◆ GIVEN TEXT ◆
..............................
Church of the Nativity of the Virgin Mary (Kostel Narození Panny Marie) is a Roman Catholic basilica in Písek in the South Bohemian Region of the Czech Republic. It has a nave, two aisles, and a bell tower on the south side of the western facade which has become a symbol of the town. It is also the highest building in Písek.

==History==
The construction of the church started with the building of presbytery in 1240. Walls of the presbytery together with its polygonal ending were made first. Then was built a roof frame, which was protecting the work during the construction of the vault. There was built a temporary wall in a triumphal arch of the presbytery to start the religious ceremonials before the church construction was completed.

The work continued with a construction of two towers in corners of the western facade. At the same time were built side walls of the church. A main entrance was built in the northern wall, which was quite uncommon.

After finishing the exterior walls a sacristy by the presbytery and an arcade, they were able to build a cross vault above the nave and two aisles. After that, the temporary wall was demolished and the church was completed. The church was probably consecrated around 1360. The Late Gothic construction period is connected with the master builder Mikulas Pisecký, who changed the western facade and he constructed the south tower. The Neo-Gothic reconstruction was made according to plans by the architect Josef Mocker.
..............................
◆ DATA SEGMENT ◆
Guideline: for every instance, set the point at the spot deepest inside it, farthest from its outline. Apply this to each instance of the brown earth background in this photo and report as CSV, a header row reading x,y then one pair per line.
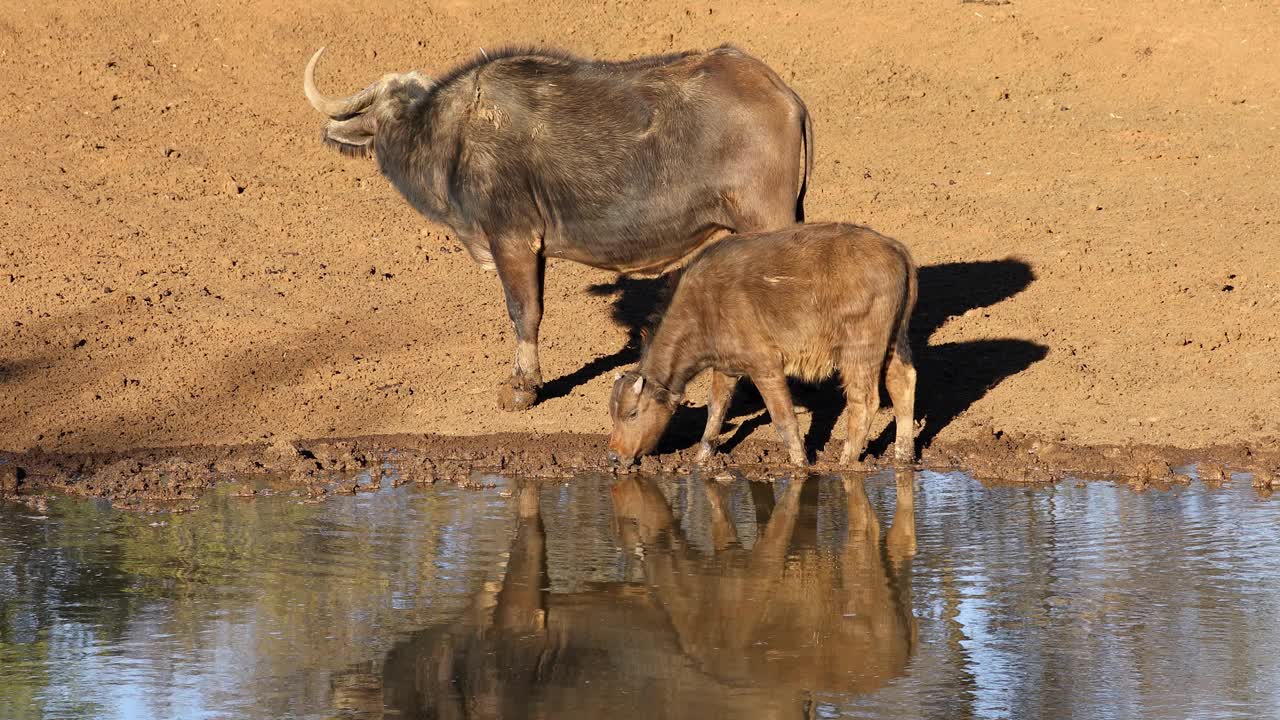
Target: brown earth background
x,y
1089,188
..............................
◆ PROBLEM DESCRIPTION ◆
From the text on the Písek church, output the span that begins at "The work continued" and stops after "was quite uncommon.", copied word for word.

◆ PROBLEM SOLUTION ◆
The work continued with a construction of two towers in corners of the western facade. At the same time were built side walls of the church. A main entrance was built in the northern wall, which was quite uncommon.